• _What the exercise asks_
Set down the entries below exactly as written.

• _Available data_
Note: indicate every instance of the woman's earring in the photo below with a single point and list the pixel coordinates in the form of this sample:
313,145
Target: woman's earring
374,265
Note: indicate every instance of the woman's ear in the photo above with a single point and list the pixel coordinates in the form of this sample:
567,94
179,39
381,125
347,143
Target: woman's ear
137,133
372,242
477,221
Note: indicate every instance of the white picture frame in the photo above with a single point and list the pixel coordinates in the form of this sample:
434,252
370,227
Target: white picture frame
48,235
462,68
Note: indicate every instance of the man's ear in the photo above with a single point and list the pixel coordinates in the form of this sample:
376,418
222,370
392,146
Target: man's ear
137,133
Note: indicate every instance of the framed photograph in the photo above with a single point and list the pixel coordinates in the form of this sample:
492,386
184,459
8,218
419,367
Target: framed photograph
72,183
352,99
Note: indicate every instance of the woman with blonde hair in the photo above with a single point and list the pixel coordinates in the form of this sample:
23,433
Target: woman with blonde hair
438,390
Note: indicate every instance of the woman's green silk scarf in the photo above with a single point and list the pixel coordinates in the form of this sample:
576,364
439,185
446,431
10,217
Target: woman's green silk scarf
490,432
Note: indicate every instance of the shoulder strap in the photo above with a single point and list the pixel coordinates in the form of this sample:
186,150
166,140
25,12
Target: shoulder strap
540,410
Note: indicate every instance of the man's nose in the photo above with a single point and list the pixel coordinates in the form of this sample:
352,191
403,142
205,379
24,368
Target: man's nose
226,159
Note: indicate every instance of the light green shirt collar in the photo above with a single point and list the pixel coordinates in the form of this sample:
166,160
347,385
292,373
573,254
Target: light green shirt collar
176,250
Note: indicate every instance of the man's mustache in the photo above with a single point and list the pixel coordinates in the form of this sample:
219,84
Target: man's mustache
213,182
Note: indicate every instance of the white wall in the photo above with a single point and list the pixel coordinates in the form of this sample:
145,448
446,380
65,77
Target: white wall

• _Solution for this exercise_
Note: indicate every instance of the woman's earring in the photo below with a single point and list the pixel coordinates in the form of this sample:
313,145
Target: woman's earring
374,265
Note: indicate every instance of the woman's ear in the photo above with a single point and list the pixel coordinates in the form of this sample:
567,94
179,39
381,125
347,143
Target: woman's ear
137,133
372,242
477,221
Note: indicate every instance of the white picture frame in the photo above with a single point and list the pixel coordinates in the form of this sample:
434,252
370,227
Target: white picture frame
48,235
462,68
Note: indicate every instance of the man's ear in the photo above with a single point and list the pixel coordinates in the form of this sample:
376,418
222,370
392,146
Target: man's ear
137,133
Note: indicate every instance of the framed photograph in the photo above with a single point and list the pixel coordinates in the form of this sample:
492,386
184,459
8,218
419,367
Target: framed photograph
72,183
352,99
Note: indicate every instance of the woman with blonde hair in the photo above with a single point and list the pixel coordinates in the form of this sample:
23,433
Target: woman with blonde hair
438,390
Note: indicate every instance of the woman's green silk scarf in the photo above with a single point and list the pixel coordinates in the form of this sample:
576,364
439,185
446,431
10,217
Target: woman's green silk scarf
490,432
Note: indicate every instance of the shoulder strap in the photo above with a single point and list the pixel coordinates in the form of this sample:
186,150
166,140
25,12
Target: shoulder strap
540,410
Note: indicate every instance of the man's nose in the photo above with a single point and list the pixel coordinates in the form of this sample:
352,191
403,142
205,379
24,368
Target: man's nose
226,159
Note: indicate every instance of the light green shirt collar in the photo above with a single point and list the pixel coordinates in the form of this sample:
166,160
347,385
292,373
573,254
Target: light green shirt collar
176,250
Note: indicate every instance of the man's mustache in the photo above with a single point and list the pixel coordinates in the form of this sample:
219,84
Target: man's mustache
213,182
Note: indicate every instance of the white wall in the photo above with a single point and list the pixel coordinates in the form of this sample:
145,448
446,380
65,77
Target: white wall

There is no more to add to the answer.